=== EXERCISE INPUTS ===

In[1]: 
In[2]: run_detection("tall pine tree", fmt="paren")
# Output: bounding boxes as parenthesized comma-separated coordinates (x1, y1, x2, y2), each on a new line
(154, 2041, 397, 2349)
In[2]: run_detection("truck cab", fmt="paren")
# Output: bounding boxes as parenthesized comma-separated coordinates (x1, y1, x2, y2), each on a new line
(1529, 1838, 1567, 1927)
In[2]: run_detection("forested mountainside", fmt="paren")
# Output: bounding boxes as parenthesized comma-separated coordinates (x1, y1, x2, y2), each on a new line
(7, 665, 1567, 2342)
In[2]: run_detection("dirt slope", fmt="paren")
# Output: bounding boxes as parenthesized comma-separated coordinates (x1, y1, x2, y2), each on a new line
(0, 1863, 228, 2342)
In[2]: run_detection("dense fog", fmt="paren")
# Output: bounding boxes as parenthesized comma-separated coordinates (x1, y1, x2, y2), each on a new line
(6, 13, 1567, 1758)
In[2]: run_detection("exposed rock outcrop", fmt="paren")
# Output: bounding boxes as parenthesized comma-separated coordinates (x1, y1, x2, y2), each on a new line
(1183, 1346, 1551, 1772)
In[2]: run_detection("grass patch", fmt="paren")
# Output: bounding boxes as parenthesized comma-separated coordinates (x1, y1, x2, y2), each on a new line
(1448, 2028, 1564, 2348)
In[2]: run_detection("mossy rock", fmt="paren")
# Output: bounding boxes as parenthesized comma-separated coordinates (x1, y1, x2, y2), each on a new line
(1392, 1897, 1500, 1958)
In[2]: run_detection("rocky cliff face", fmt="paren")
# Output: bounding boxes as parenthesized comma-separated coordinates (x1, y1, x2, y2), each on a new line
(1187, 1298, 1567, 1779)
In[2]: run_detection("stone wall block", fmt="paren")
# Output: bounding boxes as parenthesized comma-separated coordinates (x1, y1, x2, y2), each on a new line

=== ASSIGNED TASK ===
Each entry above needs to be output exactly.

=== OUTPUT ===
In[1]: 
In[2]: run_detection("tall pine tree", fmt="paren")
# Output: bounding boxes as parenthesized comma-separated coordinates (x1, y1, x2, y2), each on a new line
(154, 2041, 397, 2349)
In[2]: run_detection("truck cab", fmt="paren")
# Output: bounding boxes as parenthesized comma-separated coordinates (x1, y1, x2, y2), each on a new line
(1529, 1838, 1567, 1927)
In[2]: run_detection("forested mountainside", fmt="paren")
# Output: bounding boxes as parenthesized comma-separated coordinates (x1, y1, x2, y2), each on a new line
(7, 665, 1567, 2342)
In[2]: run_detection("dirt slope", fmt="paren")
# Output: bounding boxes as parenthesized comma-separated coordinates (x1, y1, x2, y2), each on a new line
(0, 1863, 228, 2342)
In[2]: run_detection("dense fog", fmt="paren")
# Output: bounding boxes as parenthesized comma-separated coordinates (x1, y1, x2, y2), each on a new line
(6, 13, 1567, 1758)
In[2]: run_detection("exposed rock outcrop", fmt="paren")
# Output: bounding boxes as parenthesized comma-separated coordinates (x1, y1, x2, y2), each on a new line
(1183, 1346, 1551, 1772)
In[2]: run_detection("grass patch", fmt="paren")
# Output: bounding boxes as parenthesized comma-separated coordinates (x1, y1, x2, y2), each on a new line
(1448, 2028, 1564, 2348)
In[2]: run_detection("mossy rock", fmt="paren")
# Output: bounding boxes as parenthesized comma-separated coordinates (x1, y1, x2, y2), each on a new line
(1392, 1897, 1500, 1958)
In[2]: run_detection("rocky cliff face", fmt="paren")
# Output: bounding boxes as parenthesized comma-separated coordinates (x1, y1, x2, y2), each on a new line
(1187, 1298, 1567, 1779)
In[2]: run_detection("stone wall block", fmt="paren")
# Output: bounding boxes as parenthesized comma-separated coordinates (x1, y1, x2, y2), each on a new line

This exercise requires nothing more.